Given text -

——————————

4th Miss Grand Australia competition, beauty pageant edition

Miss Grand Australia 2018 was the fourth edition of the Miss Grand Australia pageant, held on June 16, 2018, at the Sofitel Sydney Wentworth, Sydney, where a 26-year-old Zimbabwe-born law student from Melbourne, Kimberly Gundani, was announced the winner, outclassing other forty-one finalists. Meanwhile, Chloe Maddison Ryan, Jasmine Leatham, Krishna Shukla, and Alana Thomas were named the runners-up. Kimberly later represented the country at the Miss Grand International 2018 pageant in Myanmar, and was placed among the top 20 finalists.

The pageant also raised over A$50,000, which was donated to the UN Women, a United Nations entity working for gender equality and the empowerment of women.

——————————

Available data -
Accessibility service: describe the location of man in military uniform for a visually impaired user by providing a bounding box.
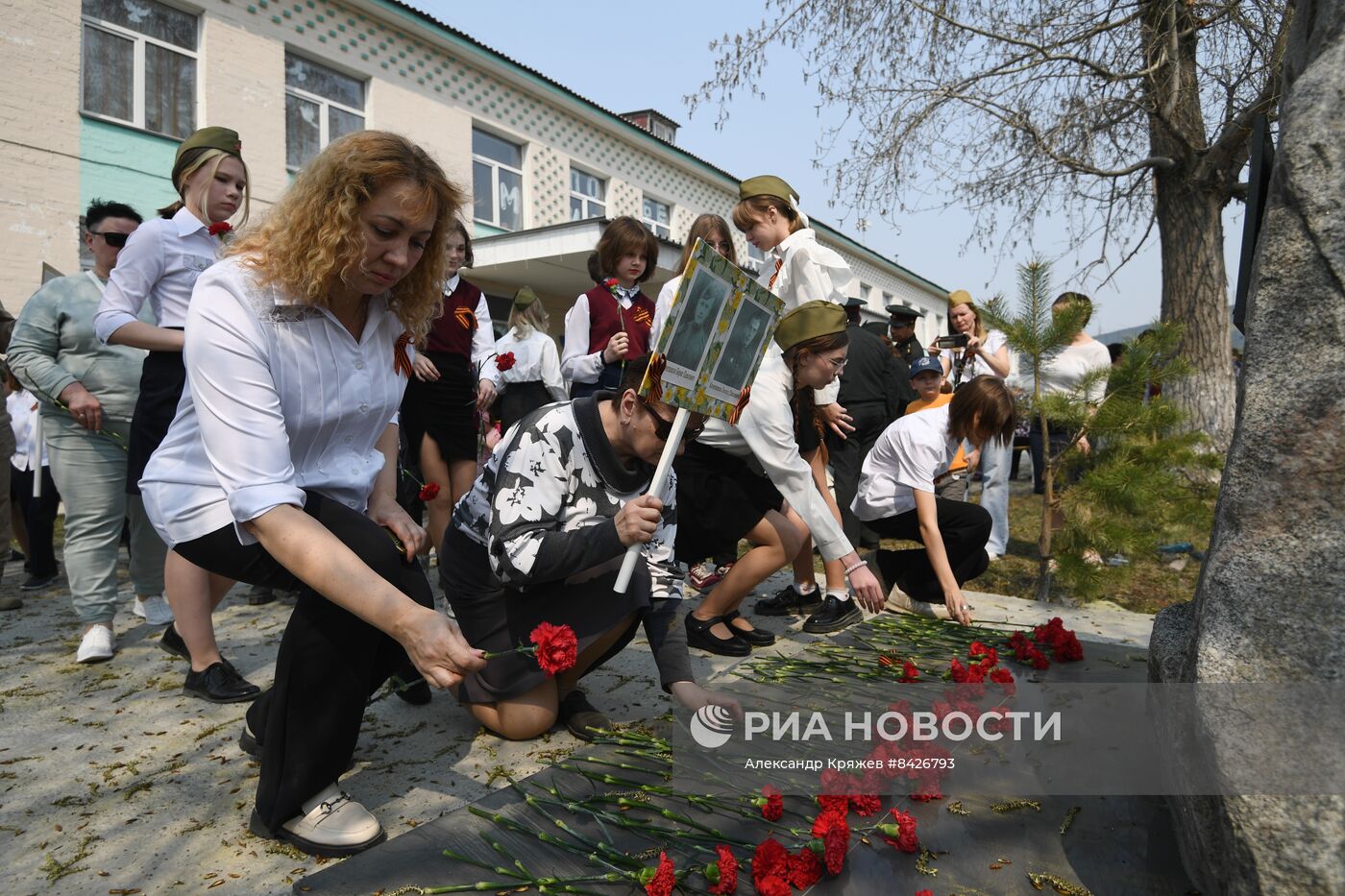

——————————

Set task -
Reproduce word for word the stretch of the pageant text from "Miss Grand Australia 2018" through "empowerment of women.". None of the data is needed here.

Expected answer -
Miss Grand Australia 2018 was the fourth edition of the Miss Grand Australia pageant, held on June 16, 2018, at the Sofitel Sydney Wentworth, Sydney, where a 26-year-old Zimbabwe-born law student from Melbourne, Kimberly Gundani, was announced the winner, outclassing other forty-one finalists. Meanwhile, Chloe Maddison Ryan, Jasmine Leatham, Krishna Shukla, and Alana Thomas were named the runners-up. Kimberly later represented the country at the Miss Grand International 2018 pageant in Myanmar, and was placed among the top 20 finalists.

The pageant also raised over A$50,000, which was donated to the UN Women, a United Nations entity working for gender equality and the empowerment of women.